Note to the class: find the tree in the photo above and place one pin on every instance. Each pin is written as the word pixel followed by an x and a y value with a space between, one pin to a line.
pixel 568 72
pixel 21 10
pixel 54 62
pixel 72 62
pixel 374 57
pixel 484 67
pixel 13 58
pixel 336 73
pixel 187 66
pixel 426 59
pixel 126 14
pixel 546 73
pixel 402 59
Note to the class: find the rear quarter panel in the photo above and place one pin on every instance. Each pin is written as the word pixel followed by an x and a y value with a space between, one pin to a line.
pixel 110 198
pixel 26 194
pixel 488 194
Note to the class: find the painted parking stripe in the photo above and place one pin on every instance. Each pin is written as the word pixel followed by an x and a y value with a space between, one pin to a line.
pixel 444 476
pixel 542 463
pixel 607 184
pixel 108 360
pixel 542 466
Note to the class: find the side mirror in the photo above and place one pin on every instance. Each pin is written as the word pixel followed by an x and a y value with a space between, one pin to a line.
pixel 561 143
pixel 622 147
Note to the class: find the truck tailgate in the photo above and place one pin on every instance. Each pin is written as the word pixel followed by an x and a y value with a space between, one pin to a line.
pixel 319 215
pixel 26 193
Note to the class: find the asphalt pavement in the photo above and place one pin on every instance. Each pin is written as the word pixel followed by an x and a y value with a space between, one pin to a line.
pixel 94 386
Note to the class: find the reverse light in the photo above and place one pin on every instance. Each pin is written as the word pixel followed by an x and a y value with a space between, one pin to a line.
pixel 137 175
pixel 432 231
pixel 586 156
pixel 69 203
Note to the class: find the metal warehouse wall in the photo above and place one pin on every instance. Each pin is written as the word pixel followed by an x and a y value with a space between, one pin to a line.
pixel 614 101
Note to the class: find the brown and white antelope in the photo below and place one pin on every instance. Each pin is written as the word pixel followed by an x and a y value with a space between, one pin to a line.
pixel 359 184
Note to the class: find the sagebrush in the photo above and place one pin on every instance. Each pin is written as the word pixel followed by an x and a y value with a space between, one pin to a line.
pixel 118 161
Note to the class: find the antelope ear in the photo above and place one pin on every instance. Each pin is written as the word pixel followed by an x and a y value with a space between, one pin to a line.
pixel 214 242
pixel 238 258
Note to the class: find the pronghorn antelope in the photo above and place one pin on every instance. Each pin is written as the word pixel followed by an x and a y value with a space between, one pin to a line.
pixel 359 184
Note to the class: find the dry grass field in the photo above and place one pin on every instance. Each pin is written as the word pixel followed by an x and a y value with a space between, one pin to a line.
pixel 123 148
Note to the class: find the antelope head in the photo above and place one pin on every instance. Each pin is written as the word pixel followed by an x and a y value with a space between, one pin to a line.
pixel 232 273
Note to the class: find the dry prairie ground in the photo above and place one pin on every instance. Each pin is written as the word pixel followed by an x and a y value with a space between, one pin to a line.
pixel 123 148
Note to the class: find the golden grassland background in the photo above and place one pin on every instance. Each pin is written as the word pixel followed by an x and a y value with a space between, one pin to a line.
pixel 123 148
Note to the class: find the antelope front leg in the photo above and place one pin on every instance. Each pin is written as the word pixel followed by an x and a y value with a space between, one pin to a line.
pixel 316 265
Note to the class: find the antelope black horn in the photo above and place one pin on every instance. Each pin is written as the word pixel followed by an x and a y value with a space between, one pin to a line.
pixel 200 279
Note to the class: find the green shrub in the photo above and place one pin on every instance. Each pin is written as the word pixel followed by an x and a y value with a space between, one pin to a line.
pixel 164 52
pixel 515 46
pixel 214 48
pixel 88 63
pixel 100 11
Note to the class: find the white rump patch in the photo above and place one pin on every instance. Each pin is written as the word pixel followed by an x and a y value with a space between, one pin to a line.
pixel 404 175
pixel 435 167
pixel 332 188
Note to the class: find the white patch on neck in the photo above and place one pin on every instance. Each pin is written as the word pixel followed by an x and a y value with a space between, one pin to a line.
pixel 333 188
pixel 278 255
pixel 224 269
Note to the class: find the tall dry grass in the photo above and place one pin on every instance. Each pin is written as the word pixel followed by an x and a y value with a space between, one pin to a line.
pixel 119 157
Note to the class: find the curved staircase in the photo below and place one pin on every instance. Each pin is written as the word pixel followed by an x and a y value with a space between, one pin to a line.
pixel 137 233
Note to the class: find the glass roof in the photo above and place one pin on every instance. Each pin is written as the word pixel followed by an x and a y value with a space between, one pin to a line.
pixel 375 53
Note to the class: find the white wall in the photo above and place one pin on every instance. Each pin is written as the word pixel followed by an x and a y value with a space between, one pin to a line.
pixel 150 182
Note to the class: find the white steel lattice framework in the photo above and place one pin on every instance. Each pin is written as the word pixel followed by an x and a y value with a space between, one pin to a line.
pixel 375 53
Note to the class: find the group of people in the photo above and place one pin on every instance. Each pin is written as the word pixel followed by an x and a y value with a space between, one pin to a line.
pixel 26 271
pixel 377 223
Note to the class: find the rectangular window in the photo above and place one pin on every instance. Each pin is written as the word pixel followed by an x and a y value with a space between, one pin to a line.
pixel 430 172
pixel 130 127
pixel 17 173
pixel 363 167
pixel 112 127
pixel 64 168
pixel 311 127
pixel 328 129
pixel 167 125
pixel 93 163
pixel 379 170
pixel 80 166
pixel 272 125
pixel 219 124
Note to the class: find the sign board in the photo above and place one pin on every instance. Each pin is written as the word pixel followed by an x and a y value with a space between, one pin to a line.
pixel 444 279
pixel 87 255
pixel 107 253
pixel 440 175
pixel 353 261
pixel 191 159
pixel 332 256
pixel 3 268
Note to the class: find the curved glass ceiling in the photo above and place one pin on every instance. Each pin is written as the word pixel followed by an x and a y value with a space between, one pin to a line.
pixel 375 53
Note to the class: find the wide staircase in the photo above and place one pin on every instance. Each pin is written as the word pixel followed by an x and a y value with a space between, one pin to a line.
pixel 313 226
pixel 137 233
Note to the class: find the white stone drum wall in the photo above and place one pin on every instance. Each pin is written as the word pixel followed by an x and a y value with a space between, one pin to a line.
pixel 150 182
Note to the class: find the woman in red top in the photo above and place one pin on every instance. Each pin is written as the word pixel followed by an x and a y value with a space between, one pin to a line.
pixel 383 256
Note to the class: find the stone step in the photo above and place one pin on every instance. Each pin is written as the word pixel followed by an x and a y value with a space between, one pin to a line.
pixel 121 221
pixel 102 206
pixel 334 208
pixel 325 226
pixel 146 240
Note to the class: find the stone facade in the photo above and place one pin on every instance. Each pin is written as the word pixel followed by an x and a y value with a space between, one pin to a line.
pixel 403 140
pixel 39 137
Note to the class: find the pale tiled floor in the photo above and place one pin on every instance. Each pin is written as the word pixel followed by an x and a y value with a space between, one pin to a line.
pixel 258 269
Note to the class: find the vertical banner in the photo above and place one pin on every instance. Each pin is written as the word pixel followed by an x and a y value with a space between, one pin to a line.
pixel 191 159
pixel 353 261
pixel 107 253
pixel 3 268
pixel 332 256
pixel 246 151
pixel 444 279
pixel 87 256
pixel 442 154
============
*What to do*.
Using the listing above, print every entry exactly.

*Solution for this exercise*.
Note to the class: find the tree in the photo above and place one pin on every instance. Each pin is written as the word pixel followed by an x and a y value with a space between, one pin to a line.
pixel 568 72
pixel 21 10
pixel 54 62
pixel 72 62
pixel 374 57
pixel 484 67
pixel 13 58
pixel 336 73
pixel 187 66
pixel 426 59
pixel 126 14
pixel 546 73
pixel 402 59
Note to the class: find the rear quarter panel in the photo above and place one pin on every instance. Each pin is written as the word pixel followed by an x and a y value with a space between, one pin to a line.
pixel 110 198
pixel 26 194
pixel 488 194
Note to the class: find the painted parking stripe in the photo above and place one pin on every instance. Each pin is written as the word pixel followed by an x and a y value with a space between, one pin to a line.
pixel 444 476
pixel 542 463
pixel 607 184
pixel 108 360
pixel 542 466
Note to the class: find the side mirror in the photo above and place one pin on every instance. Each pin is written as the word pixel followed by an x and a y value with a space between, one pin to a line.
pixel 561 143
pixel 622 147
Note to the class: find the truck tailgate in the photo above and place one pin on every instance. Each pin is written as the word pixel followed by an x and a y value with a space between, one pin to a line.
pixel 319 215
pixel 26 193
Note to the class: find the asphalt pavement in the photo above and place one pin on every instance. Each pin is written as the word pixel followed by an x and a y value with a space between, one pin to a line.
pixel 94 386
Note to the class: find the reverse light in the photo above and place one pin on every instance. Each pin is written as the word pixel followed by an x and a y value with a space between, one pin to a line.
pixel 137 175
pixel 432 231
pixel 586 156
pixel 69 203
Note to the class: find the metal warehouse wall in the photo above and place one pin on every instance. Each pin is written as the word pixel followed by an x and a y value with a space between, one pin to a line.
pixel 614 101
Note to the class: find the brown and white antelope in the photo below and place one pin on every instance. Each pin is written as the word pixel followed by an x and a y value with a space between, one pin to a line.
pixel 359 184
Note to the class: find the sagebrush in the photo above and place one pin on every instance. Each pin is written as the word pixel followed by an x and a y value with a space between, one pin to a line.
pixel 118 161
Note to the class: find the antelope ear in the photo above and place one pin on every instance. Each pin is written as the word pixel followed by an x and a y value with a space between, one pin to a line.
pixel 214 242
pixel 238 258
Note to the class: find the pronghorn antelope in the photo above and place one pin on every instance. Each pin is written as the word pixel followed by an x and a y value with a space between, one pin to a line.
pixel 359 184
Note to the class: find the dry grass field in the photo above and place one pin on every instance. Each pin is written as the word pixel followed by an x and a y value with a space between, one pin to a line.
pixel 123 148
Note to the class: find the antelope head in the photo above and place one pin on every instance. Each pin is written as the word pixel followed by an x and a y value with a space between, one pin to a line.
pixel 232 273
Note to the class: find the dry prairie ground in the photo above and place one pin on every instance. Each pin is written as the word pixel followed by an x and a y value with a space between, one pin to a line.
pixel 123 148
Note to the class: find the golden grassland background in the photo above and place one pin on every instance. Each pin is written as the word pixel followed by an x and a y value with a space between, one pin to a line.
pixel 123 148
Note to the class: find the antelope front leg in the photo above and place one pin on every instance. Each pin is written as the word pixel followed by an x and a y value with a space between, one pin to a line.
pixel 316 265
Note to the class: find the antelope black horn in the photo above and place one pin on every instance. Each pin is written as the word pixel followed by an x and a y value with a space between, one pin to a line.
pixel 200 279
Note to the class: find the green shrub in the photo above and place one pin on every instance. Each pin is written as the word pixel followed by an x and a y value with a space between, one pin to a line.
pixel 164 52
pixel 515 46
pixel 214 48
pixel 88 63
pixel 100 11
Note to the class: find the white rump patch in the photo above and place one pin on every instance. Each pin is written as the word pixel followed by an x and a y value with a space between, one pin to a line.
pixel 404 175
pixel 435 167
pixel 332 188
Note to the class: find the white patch on neck in the photo above and place one pin on every instance. Each pin is written as the word pixel followed by an x and a y value with a space between, one pin to a line.
pixel 333 188
pixel 278 255
pixel 224 269
Note to the class: find the tall dry grass in the photo above and place one pin on every instance. Each pin is written as the word pixel followed by an x and a y value with a space between, one pin to a line.
pixel 119 157
Note to the class: find the curved staircase in the photo below and place one pin on every instance. Each pin is written as the word pixel followed by an x and a y value with a space between, one pin to a line.
pixel 137 233
Note to the class: find the glass roof in the photo above and place one pin on every instance. Each pin is written as the word pixel followed by an x and a y value with a space between, one pin to a line.
pixel 375 53
Note to the class: find the white wall in the photo above and place one pin on every instance. Each pin is written as the word pixel followed by an x and a y value with a space between, one pin to a line.
pixel 150 182
Note to the class: find the white steel lattice framework in the photo above and place one pin on every instance. Each pin is written as the word pixel followed by an x and a y value with a space between, one pin to a line.
pixel 375 53
Note to the class: find the group of people in the photo above and place one pin on every instance. Each pin is written as the word pixel followed by an x and a y value with a space between, one pin to a line.
pixel 26 271
pixel 377 223
Note to the class: find the rectangular window in the photo above and place one pin on every instance. Each pin is written as the word pixel followed by an x and a y value with a space between, one pin to a line.
pixel 430 172
pixel 130 127
pixel 17 173
pixel 363 167
pixel 112 127
pixel 64 168
pixel 311 127
pixel 328 129
pixel 167 125
pixel 93 163
pixel 379 170
pixel 80 166
pixel 272 125
pixel 219 124
Note to the class: find the sign board in the photo above and place one pin on every instance. Each pin is written as the word pixel followed by an x and a y value with a space between, one pin to a line.
pixel 444 279
pixel 87 255
pixel 107 253
pixel 440 175
pixel 353 261
pixel 191 159
pixel 332 256
pixel 3 268
Note to the class: find the curved glass ceiling in the photo above and place one pin on every instance. Each pin is written as the word pixel followed by an x and a y value with a space between, one pin to a line.
pixel 375 53
Note to the class: find the wide staircase in the photo above and place one pin on every instance. Each pin is written as the word pixel followed by an x and a y value with a space between, one pin to a line.
pixel 313 226
pixel 137 233
Note to the class: find the white stone drum wall in the photo above and place one pin on every instance. Each pin is written as the word pixel followed by an x and a y value with a space between, one pin to a line.
pixel 150 182
Note to the class: find the woman in red top in the photo above and place one pin on every instance. Each pin is written as the word pixel followed by an x and a y value with a space between, one pin to a line.
pixel 383 256
Note to the class: find the stone step in the photo above and place one pin on every instance. Each pin is written as the word pixel followed by an x and a y value with a space between, one pin to a line.
pixel 121 221
pixel 102 206
pixel 334 208
pixel 325 226
pixel 146 240
Note to the class: find the stone facade in the photo above and place one pin on every instance. Each pin is written as the word pixel followed by an x and a y value with a space between, one pin to a line.
pixel 403 140
pixel 39 137
Note to the class: find the pale tiled floor in the photo above and place one pin on every instance. Each pin is written as the word pixel followed by an x and a y value with a space between, one pin to a line.
pixel 258 269
Note to the class: find the vertical banner in the photo above and place one pin on every instance. Each pin is written as the word pixel followed by an x and a y value with a space between, one pin to a line.
pixel 191 159
pixel 353 261
pixel 107 253
pixel 3 268
pixel 332 256
pixel 246 151
pixel 444 279
pixel 87 256
pixel 442 154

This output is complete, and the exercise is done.